§ **To do**
Would you set down the lines running from the one that holds "Where in this photo can the woman's neck" to the final line of the listing, both included, exactly and with no others?

§ **Extracted data**
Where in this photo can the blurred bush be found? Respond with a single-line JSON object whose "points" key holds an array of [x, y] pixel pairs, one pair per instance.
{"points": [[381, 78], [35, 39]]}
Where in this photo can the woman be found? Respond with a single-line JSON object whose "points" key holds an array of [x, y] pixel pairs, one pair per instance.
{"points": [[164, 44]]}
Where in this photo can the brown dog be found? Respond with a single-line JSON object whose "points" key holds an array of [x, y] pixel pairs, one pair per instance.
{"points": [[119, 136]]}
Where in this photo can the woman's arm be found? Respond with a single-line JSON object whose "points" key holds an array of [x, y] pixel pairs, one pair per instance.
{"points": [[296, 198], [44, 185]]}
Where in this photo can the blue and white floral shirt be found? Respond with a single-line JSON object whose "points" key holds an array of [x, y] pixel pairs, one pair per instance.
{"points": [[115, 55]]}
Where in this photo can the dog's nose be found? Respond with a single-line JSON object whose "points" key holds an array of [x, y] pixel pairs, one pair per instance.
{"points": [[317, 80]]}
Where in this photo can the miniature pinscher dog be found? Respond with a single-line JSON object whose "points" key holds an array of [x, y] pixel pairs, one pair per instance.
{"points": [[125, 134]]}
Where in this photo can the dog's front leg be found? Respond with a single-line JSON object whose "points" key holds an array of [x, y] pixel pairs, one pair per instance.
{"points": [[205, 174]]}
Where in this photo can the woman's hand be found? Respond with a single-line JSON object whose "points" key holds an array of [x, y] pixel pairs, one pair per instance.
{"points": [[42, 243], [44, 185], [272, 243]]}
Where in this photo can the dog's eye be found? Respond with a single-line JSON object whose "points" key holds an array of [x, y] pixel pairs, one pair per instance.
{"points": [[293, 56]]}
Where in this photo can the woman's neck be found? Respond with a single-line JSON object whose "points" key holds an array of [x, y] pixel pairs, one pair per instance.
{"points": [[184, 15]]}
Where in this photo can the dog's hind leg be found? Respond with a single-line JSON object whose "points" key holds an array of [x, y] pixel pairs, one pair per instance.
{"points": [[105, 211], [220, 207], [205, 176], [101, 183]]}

§ **Reply**
Where in this photo can the woman's neck be found? Respond with a single-line JSON object whose "points" key holds an array of [x, y] pixel pairs, one pair per instance.
{"points": [[184, 15]]}
Where in this photo can the dog's hind leg be found? Respond with a single-line JSON object whose "points" key holds an array of [x, y] pixel pairs, one pair per instance.
{"points": [[105, 211], [220, 207], [205, 176], [101, 183]]}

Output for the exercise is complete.